▶ **Task to complete**
Nothing should be left out. Transcribe the entries exactly as written.

▶ **Source records**
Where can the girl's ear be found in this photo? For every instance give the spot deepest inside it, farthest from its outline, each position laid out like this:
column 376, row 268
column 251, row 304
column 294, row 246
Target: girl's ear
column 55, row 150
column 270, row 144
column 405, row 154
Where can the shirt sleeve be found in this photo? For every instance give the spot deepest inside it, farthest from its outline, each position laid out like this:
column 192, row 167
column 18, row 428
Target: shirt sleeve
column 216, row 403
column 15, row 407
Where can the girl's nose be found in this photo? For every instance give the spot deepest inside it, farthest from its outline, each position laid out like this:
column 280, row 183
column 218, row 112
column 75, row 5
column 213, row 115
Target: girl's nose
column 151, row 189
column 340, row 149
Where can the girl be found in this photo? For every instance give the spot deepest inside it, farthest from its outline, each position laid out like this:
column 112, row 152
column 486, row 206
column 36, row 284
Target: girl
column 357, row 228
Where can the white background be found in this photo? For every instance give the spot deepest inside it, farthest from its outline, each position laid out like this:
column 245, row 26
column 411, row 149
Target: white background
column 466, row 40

▶ **Worked solution**
Where can the girl's ear be found in this photo? For every instance give the spot deepest inside it, farthest from its outline, each position laid out like this:
column 376, row 268
column 251, row 304
column 294, row 246
Target: girl's ear
column 55, row 150
column 270, row 144
column 405, row 154
Where can the shirt sleeve be found in this photo? For every instance give the spot deepest inside it, farthest from its outline, each position laid out like this:
column 192, row 167
column 18, row 428
Target: shirt sleeve
column 216, row 403
column 15, row 407
Where can the girl's nose be found in this photo? For every instance give the spot deepest inside it, farthest from its outline, each position laid out like this:
column 280, row 183
column 218, row 112
column 75, row 5
column 213, row 115
Target: girl's nose
column 151, row 189
column 340, row 149
Where can the girl be found in this photo? For every instance give the spot deepest inside it, farthest from its outline, each position laid out like this:
column 112, row 152
column 486, row 206
column 36, row 284
Target: girl
column 357, row 228
Where can the white background be found in this photo? For every instance give the spot deepest inside it, farthest from its outline, each position laid out like this:
column 245, row 26
column 411, row 149
Target: white background
column 466, row 40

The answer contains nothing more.